> **PROBLEMA CURTO 1**
Reescreva o trecho fornecido desde "Se Nietzsche observava" até "outros. (Gabriel Perissé)", trocando "homem de letras" por "escritor".

Se Nietzsche observava que o melhor autor é aquele que sente vergonha de ser um homem de letras, o melhor leitor será aquele que se envergonha de considerar-se um leitor melhor do que os outros. (Gabriel Perissé)

Narrado em primeira pessoa, o conto “O rapaz que habitava os livros”, do escritor angolano Valter Hugo Mãe, (1) mostra o fascínio da personagem pelos livros, concebendo-os como guias e companheiros de todas as horas.

Em várias passagens metalinguísticas, o narrador-personagem salienta a importância que os livros representam para si, quando, ao personificá-los, chega a defini-los como “objetos cardíacos [...] lidos profundamente, eles estão incrivelmente vivos. Escolhem leitores e entregam mais a uns do que a outros. ”

> **Itens armazenados do conjunto de dados**

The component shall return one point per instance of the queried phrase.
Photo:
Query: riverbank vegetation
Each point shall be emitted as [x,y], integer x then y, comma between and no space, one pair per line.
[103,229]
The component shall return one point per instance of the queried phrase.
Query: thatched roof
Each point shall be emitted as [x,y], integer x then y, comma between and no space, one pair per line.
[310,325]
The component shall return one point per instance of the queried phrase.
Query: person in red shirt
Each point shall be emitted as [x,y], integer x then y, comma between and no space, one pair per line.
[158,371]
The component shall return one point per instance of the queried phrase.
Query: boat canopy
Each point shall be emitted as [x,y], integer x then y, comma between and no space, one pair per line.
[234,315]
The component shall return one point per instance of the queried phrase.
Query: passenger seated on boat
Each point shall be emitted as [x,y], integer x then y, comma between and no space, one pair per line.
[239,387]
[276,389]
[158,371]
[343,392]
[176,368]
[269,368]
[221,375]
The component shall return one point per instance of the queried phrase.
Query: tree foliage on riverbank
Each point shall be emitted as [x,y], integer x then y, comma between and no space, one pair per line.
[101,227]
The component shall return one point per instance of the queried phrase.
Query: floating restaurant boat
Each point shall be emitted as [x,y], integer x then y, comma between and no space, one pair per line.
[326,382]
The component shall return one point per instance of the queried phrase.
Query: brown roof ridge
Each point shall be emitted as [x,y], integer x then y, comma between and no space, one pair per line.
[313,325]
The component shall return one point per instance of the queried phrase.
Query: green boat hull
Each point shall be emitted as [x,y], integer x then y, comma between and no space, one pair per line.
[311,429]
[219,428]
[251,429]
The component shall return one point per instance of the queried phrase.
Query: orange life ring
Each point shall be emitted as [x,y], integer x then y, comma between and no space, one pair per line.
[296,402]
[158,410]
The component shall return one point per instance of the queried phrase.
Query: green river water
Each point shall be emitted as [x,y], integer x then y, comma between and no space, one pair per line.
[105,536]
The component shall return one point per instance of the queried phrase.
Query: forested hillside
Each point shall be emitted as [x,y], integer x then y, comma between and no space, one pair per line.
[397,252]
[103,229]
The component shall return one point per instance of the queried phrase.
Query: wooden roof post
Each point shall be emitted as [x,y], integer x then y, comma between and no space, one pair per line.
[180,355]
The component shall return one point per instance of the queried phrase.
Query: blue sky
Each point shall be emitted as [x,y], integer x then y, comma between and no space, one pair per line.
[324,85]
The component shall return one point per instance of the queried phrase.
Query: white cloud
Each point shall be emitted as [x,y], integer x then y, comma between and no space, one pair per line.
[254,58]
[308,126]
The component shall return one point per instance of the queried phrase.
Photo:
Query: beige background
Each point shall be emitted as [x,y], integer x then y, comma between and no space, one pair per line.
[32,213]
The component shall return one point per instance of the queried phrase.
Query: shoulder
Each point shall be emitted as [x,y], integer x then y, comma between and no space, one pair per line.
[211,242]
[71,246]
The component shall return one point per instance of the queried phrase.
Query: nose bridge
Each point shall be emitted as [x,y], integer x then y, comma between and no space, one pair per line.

> **PROBLEMA CURTO 2**
Selecione e copie todas as linhas da listagem que contêm a palavra "roof", levando em conta a diferença entre maiúsculas e minúsculas.

> **SOLUÇÃO COMENTADA 1**
Se Nietzsche observava que o melhor autor é aquele que sente vergonha de ser um escritor, o melhor leitor será aquele que se envergonha de considerar-se um leitor melhor do que os outros. (Gabriel Perissé)

> **SOLUÇÃO COMENTADA 2**
Query: thatched roof
Query: brown roof ridge
Query: wooden roof post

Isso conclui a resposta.